§ GIVEN TASK
Output the line containing "Would you mind pointing out the speckled" and all subsequent lines of the listing below, copied exactly, with no other lines.

Records of labeled points:
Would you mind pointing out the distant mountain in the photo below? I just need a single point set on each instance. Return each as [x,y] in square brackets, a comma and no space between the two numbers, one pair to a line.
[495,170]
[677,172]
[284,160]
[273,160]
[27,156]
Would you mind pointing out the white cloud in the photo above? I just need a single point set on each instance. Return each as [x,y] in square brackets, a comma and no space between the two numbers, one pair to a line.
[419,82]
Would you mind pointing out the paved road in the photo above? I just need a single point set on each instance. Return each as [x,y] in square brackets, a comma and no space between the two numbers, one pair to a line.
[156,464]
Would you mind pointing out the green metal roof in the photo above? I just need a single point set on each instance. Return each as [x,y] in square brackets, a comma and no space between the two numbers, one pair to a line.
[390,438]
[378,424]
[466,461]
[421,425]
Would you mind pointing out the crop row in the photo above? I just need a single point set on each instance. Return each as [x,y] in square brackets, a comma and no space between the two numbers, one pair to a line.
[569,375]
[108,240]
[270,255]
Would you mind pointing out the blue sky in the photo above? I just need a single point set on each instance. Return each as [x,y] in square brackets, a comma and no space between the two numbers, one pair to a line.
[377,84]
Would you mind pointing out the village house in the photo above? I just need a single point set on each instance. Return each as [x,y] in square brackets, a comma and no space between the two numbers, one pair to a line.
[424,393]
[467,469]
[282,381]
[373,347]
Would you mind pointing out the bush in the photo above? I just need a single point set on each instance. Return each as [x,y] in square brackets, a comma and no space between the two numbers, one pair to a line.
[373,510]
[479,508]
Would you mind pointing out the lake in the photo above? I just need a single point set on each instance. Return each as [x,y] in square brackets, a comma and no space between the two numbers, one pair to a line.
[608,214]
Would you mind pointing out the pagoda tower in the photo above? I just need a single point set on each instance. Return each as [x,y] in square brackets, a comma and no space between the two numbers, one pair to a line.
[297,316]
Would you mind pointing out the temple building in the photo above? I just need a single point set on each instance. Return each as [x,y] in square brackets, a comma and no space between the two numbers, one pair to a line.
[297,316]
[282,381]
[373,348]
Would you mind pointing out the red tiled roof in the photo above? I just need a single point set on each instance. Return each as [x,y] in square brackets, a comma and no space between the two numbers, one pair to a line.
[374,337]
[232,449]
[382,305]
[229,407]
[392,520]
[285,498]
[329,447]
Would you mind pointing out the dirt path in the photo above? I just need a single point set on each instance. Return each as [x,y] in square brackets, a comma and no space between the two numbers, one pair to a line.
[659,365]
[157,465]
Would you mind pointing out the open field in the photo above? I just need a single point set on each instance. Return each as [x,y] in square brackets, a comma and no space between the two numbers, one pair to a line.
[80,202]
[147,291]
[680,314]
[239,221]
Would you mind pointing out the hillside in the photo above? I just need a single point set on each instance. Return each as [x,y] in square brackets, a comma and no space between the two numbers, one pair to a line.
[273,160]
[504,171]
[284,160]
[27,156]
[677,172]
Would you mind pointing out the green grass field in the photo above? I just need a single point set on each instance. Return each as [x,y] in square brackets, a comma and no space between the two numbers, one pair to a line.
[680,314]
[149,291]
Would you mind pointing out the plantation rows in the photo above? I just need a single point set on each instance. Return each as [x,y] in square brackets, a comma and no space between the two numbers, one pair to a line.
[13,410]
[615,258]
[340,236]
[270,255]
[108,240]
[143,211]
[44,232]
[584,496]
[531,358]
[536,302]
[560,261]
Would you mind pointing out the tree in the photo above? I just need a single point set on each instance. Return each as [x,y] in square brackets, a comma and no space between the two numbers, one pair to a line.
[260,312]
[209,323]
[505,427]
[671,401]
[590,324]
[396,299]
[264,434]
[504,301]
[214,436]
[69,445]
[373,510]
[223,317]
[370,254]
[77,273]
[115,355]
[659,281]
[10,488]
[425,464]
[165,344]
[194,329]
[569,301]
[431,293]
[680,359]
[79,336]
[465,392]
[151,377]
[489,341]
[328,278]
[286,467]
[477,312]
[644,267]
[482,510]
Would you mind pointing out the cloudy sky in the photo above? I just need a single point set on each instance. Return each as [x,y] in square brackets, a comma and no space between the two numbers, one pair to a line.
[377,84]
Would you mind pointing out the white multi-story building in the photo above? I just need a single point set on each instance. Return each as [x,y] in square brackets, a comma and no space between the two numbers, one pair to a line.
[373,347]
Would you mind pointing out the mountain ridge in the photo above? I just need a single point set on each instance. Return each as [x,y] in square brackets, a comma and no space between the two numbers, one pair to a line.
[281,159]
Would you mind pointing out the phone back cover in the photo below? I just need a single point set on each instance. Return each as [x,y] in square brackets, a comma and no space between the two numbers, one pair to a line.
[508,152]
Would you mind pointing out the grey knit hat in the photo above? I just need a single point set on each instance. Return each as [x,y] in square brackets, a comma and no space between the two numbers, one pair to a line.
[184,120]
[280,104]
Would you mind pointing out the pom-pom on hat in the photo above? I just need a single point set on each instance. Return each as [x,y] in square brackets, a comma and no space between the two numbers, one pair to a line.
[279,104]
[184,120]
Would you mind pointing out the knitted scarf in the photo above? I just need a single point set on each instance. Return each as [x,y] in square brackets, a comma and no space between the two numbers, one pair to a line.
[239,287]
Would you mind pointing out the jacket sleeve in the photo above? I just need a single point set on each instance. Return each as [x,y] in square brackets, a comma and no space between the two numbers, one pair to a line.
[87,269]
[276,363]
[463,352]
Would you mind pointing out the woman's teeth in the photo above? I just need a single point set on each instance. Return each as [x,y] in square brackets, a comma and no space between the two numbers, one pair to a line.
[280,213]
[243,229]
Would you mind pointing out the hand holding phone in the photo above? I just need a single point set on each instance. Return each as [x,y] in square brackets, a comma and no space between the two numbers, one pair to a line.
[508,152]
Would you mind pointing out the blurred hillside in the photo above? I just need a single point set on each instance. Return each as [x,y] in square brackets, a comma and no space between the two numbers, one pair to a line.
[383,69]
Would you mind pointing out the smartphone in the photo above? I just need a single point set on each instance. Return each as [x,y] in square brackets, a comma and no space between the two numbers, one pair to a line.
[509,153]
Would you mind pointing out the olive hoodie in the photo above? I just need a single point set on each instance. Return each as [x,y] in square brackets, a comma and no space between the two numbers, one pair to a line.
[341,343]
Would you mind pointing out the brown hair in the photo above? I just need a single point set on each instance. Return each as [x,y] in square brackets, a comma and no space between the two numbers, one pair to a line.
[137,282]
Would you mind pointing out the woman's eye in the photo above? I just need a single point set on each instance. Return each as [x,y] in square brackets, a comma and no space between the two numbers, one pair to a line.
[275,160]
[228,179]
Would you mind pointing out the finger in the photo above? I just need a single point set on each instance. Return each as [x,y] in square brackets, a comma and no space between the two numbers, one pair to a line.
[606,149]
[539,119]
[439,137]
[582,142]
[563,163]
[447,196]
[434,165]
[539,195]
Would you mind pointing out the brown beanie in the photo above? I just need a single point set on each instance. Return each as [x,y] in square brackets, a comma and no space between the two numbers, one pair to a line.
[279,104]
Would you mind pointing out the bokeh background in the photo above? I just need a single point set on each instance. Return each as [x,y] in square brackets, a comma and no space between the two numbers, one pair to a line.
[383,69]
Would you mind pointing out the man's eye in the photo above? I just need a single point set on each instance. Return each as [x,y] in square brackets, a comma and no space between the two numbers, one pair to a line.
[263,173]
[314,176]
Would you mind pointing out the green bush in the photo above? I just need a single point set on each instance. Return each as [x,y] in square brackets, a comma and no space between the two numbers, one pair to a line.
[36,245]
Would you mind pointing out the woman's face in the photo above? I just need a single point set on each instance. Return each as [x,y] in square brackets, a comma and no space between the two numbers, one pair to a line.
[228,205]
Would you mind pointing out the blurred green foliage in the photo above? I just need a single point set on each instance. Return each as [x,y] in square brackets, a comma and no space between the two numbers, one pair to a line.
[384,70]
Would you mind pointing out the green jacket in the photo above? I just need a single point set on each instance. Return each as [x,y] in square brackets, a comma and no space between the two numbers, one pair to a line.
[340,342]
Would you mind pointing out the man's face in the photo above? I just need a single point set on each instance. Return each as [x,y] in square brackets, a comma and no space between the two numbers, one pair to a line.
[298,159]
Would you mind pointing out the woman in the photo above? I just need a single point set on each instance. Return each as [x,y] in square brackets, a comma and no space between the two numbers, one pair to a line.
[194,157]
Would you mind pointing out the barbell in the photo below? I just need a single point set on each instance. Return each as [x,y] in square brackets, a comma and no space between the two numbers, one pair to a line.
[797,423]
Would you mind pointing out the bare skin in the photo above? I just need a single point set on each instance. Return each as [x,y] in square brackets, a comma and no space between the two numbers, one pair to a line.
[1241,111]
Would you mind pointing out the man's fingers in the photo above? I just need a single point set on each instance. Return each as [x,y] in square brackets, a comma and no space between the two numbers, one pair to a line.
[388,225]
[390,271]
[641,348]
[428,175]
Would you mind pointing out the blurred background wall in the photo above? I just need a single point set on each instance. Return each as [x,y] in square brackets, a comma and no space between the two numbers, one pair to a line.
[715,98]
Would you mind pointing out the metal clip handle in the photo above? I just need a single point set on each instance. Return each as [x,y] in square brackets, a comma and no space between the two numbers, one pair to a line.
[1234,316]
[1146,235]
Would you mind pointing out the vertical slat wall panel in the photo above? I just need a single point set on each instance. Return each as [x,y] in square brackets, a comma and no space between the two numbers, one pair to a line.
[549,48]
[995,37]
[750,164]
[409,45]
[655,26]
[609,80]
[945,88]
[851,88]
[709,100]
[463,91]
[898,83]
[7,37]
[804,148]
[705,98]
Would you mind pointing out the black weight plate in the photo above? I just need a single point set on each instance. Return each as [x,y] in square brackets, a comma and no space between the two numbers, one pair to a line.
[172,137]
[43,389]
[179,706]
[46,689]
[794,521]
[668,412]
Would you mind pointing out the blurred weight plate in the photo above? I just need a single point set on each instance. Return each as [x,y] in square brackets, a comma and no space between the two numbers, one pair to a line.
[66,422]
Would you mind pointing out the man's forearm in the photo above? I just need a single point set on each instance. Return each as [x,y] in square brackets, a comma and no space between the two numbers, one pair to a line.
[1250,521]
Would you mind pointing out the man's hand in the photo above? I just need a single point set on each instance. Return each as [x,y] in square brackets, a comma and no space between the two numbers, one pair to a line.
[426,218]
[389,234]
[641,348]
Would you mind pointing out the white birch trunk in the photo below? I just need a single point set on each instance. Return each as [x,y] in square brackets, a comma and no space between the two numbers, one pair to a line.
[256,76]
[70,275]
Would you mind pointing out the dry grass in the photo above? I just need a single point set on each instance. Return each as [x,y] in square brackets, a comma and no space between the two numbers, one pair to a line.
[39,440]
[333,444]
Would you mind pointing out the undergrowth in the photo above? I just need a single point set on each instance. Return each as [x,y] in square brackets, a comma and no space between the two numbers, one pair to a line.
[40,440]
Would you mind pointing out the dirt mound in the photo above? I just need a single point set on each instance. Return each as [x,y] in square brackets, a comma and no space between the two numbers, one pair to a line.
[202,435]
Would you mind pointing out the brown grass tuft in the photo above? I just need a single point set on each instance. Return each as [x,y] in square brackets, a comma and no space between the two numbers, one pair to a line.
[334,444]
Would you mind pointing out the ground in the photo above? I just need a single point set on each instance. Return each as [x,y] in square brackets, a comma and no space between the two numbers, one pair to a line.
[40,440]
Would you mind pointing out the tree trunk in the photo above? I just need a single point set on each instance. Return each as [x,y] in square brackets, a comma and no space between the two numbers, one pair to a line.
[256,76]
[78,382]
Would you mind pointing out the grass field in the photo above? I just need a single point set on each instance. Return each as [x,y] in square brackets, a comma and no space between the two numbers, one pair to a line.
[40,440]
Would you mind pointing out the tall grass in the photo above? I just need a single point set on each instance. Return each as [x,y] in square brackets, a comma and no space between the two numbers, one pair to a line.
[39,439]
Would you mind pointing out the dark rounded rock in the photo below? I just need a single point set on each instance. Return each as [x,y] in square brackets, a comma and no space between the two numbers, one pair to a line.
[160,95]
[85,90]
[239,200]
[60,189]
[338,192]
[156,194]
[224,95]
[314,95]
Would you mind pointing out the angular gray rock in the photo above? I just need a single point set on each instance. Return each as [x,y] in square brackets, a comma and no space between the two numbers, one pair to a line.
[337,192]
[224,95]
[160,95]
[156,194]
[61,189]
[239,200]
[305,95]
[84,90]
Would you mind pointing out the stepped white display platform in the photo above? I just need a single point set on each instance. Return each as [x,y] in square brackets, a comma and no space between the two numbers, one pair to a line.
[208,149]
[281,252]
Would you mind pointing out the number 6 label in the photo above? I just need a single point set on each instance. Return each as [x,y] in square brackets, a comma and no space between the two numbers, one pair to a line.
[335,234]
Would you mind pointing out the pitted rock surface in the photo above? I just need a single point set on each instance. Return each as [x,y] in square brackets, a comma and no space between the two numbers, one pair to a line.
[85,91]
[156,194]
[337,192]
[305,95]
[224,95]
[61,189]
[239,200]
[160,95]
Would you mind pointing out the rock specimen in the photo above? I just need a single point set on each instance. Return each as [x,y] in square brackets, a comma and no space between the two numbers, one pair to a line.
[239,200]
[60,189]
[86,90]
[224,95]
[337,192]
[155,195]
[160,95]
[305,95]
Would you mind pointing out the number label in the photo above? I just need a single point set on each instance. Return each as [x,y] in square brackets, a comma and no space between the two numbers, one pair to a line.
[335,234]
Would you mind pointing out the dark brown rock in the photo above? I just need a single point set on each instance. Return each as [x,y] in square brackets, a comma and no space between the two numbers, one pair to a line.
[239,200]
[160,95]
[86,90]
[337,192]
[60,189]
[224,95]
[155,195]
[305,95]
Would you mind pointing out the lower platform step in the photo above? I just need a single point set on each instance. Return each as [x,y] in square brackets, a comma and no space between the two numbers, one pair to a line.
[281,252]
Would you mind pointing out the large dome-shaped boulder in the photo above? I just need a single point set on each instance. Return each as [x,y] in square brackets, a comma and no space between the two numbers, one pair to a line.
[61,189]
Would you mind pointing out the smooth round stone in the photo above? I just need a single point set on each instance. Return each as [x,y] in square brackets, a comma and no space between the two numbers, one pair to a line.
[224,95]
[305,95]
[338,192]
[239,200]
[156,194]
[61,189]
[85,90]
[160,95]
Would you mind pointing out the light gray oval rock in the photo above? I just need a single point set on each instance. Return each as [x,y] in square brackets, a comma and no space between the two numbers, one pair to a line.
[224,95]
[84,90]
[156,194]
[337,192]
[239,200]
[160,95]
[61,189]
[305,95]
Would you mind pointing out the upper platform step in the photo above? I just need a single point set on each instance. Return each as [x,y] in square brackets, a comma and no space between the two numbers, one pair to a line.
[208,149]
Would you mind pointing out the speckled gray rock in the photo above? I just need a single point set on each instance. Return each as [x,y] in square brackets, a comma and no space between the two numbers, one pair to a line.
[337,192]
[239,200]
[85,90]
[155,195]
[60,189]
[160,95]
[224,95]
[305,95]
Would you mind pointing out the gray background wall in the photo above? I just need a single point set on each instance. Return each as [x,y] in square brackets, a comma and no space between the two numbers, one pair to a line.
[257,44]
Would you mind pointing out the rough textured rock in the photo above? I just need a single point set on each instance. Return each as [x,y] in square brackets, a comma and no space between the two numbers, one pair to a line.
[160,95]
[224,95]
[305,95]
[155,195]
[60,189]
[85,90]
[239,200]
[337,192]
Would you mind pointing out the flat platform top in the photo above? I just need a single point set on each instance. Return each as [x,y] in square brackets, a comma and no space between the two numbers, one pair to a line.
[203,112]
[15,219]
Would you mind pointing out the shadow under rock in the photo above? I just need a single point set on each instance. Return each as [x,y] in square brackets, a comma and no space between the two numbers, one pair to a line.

§ FINAL RESULT
Would you mind pointing out the speckled gray rock in the photo above? I just need a single point set on each instance. Return each as [x,y] in square brackets, a comma and no space between the two numbers, one pair to a line.
[337,192]
[239,200]
[85,90]
[155,195]
[60,189]
[160,95]
[224,95]
[305,95]
Would you mind pointing out the gray background wall in the photo above? I just need a single point set on each instance. Return each as [x,y] in square brackets, a comma and no space between the two numbers, one pair to a line.
[257,44]
Would you mind pointing out the rough textured rock in the photo above? I just need a single point set on each instance. Return each as [x,y] in square brackets, a comma and no space between the two numbers, one pair to a line.
[160,95]
[224,95]
[305,95]
[155,195]
[60,189]
[85,90]
[239,200]
[337,192]
Would you mind pointing out the flat platform top in the photo above? I just need a single point set on each instance. Return each as [x,y] in square brackets, a comma and no space between the two numbers, one pair to a line.
[203,112]
[15,219]
Would you mind pointing out the shadow under rock in the photo above? I just need a single point set on each instance. Return each as [x,y] in square brackets, a comma and no space between the two numbers, one pair to a line.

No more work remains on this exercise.